== Task description ==
Copy out every record exactly.

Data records
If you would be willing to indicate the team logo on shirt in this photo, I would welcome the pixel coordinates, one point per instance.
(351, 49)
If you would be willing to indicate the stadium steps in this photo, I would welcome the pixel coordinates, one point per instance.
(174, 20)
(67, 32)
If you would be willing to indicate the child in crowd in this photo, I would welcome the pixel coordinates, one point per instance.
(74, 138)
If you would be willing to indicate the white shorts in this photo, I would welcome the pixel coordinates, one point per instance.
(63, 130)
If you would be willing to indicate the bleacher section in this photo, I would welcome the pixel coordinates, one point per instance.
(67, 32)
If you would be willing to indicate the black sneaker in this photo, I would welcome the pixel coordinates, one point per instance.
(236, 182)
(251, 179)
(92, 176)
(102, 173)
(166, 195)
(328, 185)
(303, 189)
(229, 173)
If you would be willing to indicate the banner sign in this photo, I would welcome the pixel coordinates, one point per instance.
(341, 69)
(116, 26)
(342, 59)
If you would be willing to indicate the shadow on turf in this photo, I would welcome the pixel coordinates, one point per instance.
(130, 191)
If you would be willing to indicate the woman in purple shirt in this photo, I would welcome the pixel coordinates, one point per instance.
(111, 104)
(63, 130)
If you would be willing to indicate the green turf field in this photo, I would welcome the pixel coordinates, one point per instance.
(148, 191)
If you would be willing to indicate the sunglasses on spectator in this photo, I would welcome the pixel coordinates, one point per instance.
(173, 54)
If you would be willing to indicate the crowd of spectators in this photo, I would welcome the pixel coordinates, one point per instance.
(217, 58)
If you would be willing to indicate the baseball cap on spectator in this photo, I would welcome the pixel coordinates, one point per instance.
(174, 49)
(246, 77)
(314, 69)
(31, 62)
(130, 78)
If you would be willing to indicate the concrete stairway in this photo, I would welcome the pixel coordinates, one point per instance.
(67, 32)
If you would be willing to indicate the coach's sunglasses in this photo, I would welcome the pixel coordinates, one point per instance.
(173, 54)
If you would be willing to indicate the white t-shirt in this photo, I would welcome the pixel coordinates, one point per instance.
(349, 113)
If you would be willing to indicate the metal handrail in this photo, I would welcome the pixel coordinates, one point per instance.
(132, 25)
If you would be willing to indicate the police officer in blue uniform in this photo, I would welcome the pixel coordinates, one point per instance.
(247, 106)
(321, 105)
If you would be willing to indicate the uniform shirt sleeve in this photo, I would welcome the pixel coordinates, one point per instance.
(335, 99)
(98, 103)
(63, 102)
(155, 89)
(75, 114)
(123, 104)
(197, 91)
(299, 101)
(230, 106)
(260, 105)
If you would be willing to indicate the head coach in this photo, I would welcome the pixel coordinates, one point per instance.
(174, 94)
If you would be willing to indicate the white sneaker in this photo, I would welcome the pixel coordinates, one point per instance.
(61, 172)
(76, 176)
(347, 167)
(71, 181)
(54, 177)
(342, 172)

== Exercise response ==
If you would be willing to indicate the team logo on shirt in this photo, I would welcome the pixel coordinates, one point per instance.
(351, 49)
If you would be willing to indicate the stadium steps in this photo, I would welcome the pixel coordinates, one point per instance.
(174, 20)
(67, 32)
If you would be willing to indicate the child in crowd in this photo, I would welcome the pixel coordinates, one point per instance.
(74, 138)
If you would be willing to indicate the white shorts in this photo, I would welcome the pixel coordinates, one point per instance.
(63, 130)
If you would be willing to indicate the bleacher section in this photo, I would welcome the pixel coordinates, one point per instance.
(67, 32)
If you would be willing to indicate the black sneaker in this photo, I would welcome the pixel coordinates, one point per instance.
(236, 182)
(251, 179)
(92, 176)
(102, 173)
(166, 195)
(328, 185)
(303, 189)
(229, 173)
If you would be willing to indicate the banner sign in this photo, I would welcome the pixel coordinates, one point per instance.
(341, 69)
(116, 26)
(342, 59)
If you would be willing to indicate the shadow on turf in this photo, I would welcome the pixel coordinates, one point per instance.
(130, 191)
If you would be willing to indicate the woman in purple shirt in this photo, I would welcome the pixel coordinates, one point per instance.
(111, 104)
(63, 130)
If you would be willing to indicate the green turf field in this photo, I would welcome the pixel coordinates, one point per instance.
(148, 191)
If you would be willing to indicate the sunglasses on spectator in this photo, I would welcome the pixel coordinates, one point per instance.
(173, 54)
If you would be willing to indicate the crowd of spectators in this photo, I would welcome the pixel coordinates, one point per instance.
(217, 58)
If you would be willing to indicate the baseball cap on spectator in this photo, I would welcome the pixel coordinates, one point per instance.
(174, 49)
(246, 77)
(314, 69)
(31, 62)
(130, 78)
If you would be willing to indicate the concrete stairway in this photo, I would welcome the pixel coordinates, one point per instance.
(67, 32)
If you would be willing to indicate the coach's sunglasses in this photo, I would welcome the pixel coordinates, one point per instance.
(173, 54)
If you would be willing to indicate the white t-shirt in this photo, I would welcome the pixel coordinates, one point per instance.
(349, 113)
If you would be willing to indicate the metal handrail in this photo, I would welcome the pixel coordinates, one point per instance.
(132, 25)
If you would be willing to indicate the police officer in blue uniform in this photo, I would welcome the pixel coordinates, one point per instance.
(247, 106)
(321, 105)
If you would be willing to indicate the uniform shirt sleeve in this photo, I would welcome the pixel coordinates, one point per instance.
(335, 99)
(98, 103)
(63, 102)
(155, 89)
(75, 114)
(123, 104)
(197, 91)
(299, 101)
(230, 106)
(260, 105)
If you would be willing to indicate the head coach in this photo, I would welcome the pixel coordinates, one point per instance.
(174, 94)
If you would be willing to indicate the white sneaker in this photo, I would welcome the pixel coordinates, one point per instance.
(61, 172)
(76, 176)
(347, 167)
(71, 181)
(54, 177)
(342, 172)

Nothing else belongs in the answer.